TASK OBJECTIVE -> Under no circumstances alter the records; copy each one exactly.

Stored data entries
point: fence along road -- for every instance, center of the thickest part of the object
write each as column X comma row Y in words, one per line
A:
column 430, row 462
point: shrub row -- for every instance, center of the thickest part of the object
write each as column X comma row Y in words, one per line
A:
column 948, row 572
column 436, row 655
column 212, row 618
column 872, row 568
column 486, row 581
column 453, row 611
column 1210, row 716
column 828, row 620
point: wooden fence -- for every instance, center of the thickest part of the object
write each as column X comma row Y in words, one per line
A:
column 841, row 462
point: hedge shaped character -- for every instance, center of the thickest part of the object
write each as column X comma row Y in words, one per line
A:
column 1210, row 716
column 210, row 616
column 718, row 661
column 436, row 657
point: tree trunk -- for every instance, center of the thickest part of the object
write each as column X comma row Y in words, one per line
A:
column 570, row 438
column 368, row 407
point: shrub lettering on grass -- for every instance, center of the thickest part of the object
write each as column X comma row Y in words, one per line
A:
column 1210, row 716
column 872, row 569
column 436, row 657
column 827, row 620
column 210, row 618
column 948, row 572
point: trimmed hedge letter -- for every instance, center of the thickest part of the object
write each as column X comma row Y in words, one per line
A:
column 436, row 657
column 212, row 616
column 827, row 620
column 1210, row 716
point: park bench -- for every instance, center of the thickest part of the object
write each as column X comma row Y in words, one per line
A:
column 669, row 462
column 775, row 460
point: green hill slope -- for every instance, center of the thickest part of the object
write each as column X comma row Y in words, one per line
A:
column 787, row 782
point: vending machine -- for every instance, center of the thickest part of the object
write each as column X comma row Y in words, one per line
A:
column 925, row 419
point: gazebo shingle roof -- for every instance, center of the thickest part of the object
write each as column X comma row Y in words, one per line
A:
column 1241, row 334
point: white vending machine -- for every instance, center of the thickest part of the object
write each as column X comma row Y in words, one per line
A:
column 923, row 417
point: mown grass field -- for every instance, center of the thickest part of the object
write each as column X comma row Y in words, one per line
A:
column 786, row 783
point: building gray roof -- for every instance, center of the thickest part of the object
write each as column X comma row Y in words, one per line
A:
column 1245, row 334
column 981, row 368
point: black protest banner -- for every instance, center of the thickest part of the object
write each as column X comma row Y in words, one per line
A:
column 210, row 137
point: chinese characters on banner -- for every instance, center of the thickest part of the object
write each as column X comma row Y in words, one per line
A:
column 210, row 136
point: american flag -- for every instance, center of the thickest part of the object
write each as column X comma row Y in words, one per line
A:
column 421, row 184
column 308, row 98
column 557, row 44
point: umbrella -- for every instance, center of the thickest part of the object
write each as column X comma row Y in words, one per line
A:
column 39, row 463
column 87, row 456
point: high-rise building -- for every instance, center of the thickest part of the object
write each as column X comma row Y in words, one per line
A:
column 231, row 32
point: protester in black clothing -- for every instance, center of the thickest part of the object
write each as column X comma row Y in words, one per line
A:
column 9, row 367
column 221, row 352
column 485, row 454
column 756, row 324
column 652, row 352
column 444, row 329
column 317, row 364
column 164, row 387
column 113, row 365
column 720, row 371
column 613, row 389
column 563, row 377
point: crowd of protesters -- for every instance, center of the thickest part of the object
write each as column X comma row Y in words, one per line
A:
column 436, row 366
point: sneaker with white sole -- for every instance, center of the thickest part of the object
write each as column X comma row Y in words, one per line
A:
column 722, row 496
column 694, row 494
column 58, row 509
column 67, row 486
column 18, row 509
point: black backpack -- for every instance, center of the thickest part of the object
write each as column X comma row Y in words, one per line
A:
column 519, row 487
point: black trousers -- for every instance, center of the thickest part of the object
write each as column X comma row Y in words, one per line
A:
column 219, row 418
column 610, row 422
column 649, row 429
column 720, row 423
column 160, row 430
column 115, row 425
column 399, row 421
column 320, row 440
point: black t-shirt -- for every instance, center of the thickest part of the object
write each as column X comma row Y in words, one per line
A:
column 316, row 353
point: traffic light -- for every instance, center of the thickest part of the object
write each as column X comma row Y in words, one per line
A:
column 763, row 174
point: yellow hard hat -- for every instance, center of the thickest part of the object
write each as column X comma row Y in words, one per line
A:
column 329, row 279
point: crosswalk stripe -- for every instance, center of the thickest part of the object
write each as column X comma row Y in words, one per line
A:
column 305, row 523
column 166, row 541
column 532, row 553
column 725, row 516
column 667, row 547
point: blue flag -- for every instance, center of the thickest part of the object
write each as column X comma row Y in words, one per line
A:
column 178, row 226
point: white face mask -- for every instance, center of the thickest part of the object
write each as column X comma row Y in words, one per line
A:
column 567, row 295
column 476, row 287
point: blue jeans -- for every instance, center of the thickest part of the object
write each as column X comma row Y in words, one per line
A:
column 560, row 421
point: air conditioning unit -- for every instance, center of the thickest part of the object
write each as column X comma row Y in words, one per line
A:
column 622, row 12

ANSWER ->
point: fence along road -- for every instance, center of the thickest part of the object
write each as column X comma row Y in words, one per line
A:
column 430, row 462
point: shrub row -- for every instance, center of the thickest part of the object
write each as column X comma row Y in words, one per line
A:
column 948, row 572
column 436, row 655
column 212, row 618
column 872, row 568
column 486, row 581
column 453, row 611
column 1210, row 716
column 828, row 620
point: wooden fence -- for every instance, center of the thickest part of the object
write each as column X comma row Y in words, one per line
A:
column 841, row 462
point: hedge shaped character -- for every instance, center of the thickest part of the object
write each as column X comma row Y in words, one per line
A:
column 1210, row 716
column 210, row 616
column 718, row 661
column 436, row 657
point: tree trunk -- for every instance, center of the thickest part of the object
write each as column X comma row Y in words, one per line
A:
column 570, row 438
column 368, row 407
point: shrub lettering on grass -- for every instance, center of the thickest part of the object
write each as column X comma row Y in words, one per line
A:
column 1210, row 716
column 872, row 569
column 436, row 657
column 827, row 620
column 210, row 618
column 948, row 572
point: trimmed hedge letter -- for every instance, center of the thickest part of the object
write each as column X comma row Y in words, one per line
A:
column 436, row 657
column 212, row 616
column 827, row 620
column 1210, row 716
point: park bench -- for every instance, center of the thickest part of the object
write each as column X comma row Y in words, one per line
A:
column 669, row 462
column 775, row 460
point: green hill slope -- for every instance, center of the thickest part of the object
write each as column X comma row Y in words, one per line
A:
column 787, row 782
point: vending machine -- for every instance, center of the thickest part of the object
write each as column X comma row Y in words, one per line
A:
column 925, row 419
point: gazebo shingle roof -- for every instance, center of the thickest part of the object
write each as column X comma row Y in words, one per line
A:
column 1241, row 334
point: white vending machine -- for every instance, center of the thickest part of the object
write each as column X comma row Y in words, one per line
A:
column 923, row 417
point: mown grass field -- for every instance, center of the thickest part of the object
write each as column X comma row Y in words, one per line
A:
column 786, row 783
point: building gray roof -- for every instance, center of the thickest part of the object
write each as column X comma row Y in words, one per line
A:
column 1245, row 334
column 981, row 368
point: black protest banner -- for every instance, center of the thickest part of the object
write each as column X comma row Y in words, one per line
A:
column 210, row 137
point: chinese characters on banner -- for every instance, center of the thickest part of the object
write each as column X comma row Y in words, one per line
A:
column 210, row 136
point: american flag -- for every instance, center of the thickest part of the object
write each as column X comma row Y in words, one per line
A:
column 421, row 184
column 308, row 98
column 557, row 44
point: umbrella -- for every instance, center of the thickest part of the object
write each as column X comma row Y in words, one per line
A:
column 39, row 463
column 87, row 456
point: high-rise building -- for every instance, center of the thickest part of the object
write each as column X comma row Y in words, one per line
A:
column 231, row 32
point: protester in black clothing -- for every instance, center of the thickest part of the object
write each as column X comma row Y in words, one per line
A:
column 9, row 367
column 221, row 352
column 485, row 454
column 756, row 324
column 652, row 352
column 444, row 329
column 317, row 364
column 164, row 387
column 113, row 365
column 720, row 371
column 613, row 389
column 563, row 377
point: crowd of protesters -- for every instance, center of the thickest part of the object
write each as column X comma row Y in words, one per line
A:
column 436, row 366
point: sneaker with white sole -- for every instance, center of the thickest part of the object
write each as column X comma row Y in words, one per line
A:
column 722, row 496
column 694, row 494
column 58, row 509
column 67, row 486
column 18, row 509
point: black backpack -- for every instance, center of the thickest part of the object
write each as column X comma row Y in words, one per line
A:
column 519, row 487
point: black trousers -- for every instance, center of the thickest part of the object
write each as column X comma row Y in words, one per line
A:
column 219, row 418
column 610, row 422
column 649, row 429
column 720, row 423
column 160, row 430
column 115, row 425
column 399, row 421
column 320, row 440
point: black t-shirt -- for every instance, center of the thickest part of the object
write each as column X comma row Y in words, one per line
A:
column 316, row 353
point: traffic light -- for every instance, center of the thickest part of the object
write each as column X comma row Y in words, one per line
A:
column 763, row 174
point: yellow hard hat -- for every instance, center of the thickest part of the object
write each as column X comma row Y in words, one per line
A:
column 329, row 279
point: crosswalk stripe -- for every instance, center of the thickest part of the object
write each as column X comma row Y in words, one per line
A:
column 305, row 523
column 166, row 541
column 532, row 553
column 725, row 516
column 667, row 547
point: blue flag -- for every instance, center of the thickest part of the object
write each as column X comma row Y in words, one per line
A:
column 178, row 226
point: white face mask -- for every instance, center of the thickest part of the object
write each as column X comma row Y in words, one per line
A:
column 567, row 295
column 476, row 287
point: blue jeans -- for every instance, center of the thickest part of the object
write each as column X comma row Y in words, one per line
A:
column 560, row 421
point: air conditioning unit -- for every instance, center of the thickest part of the object
write each as column X comma row Y in words, one per line
A:
column 622, row 12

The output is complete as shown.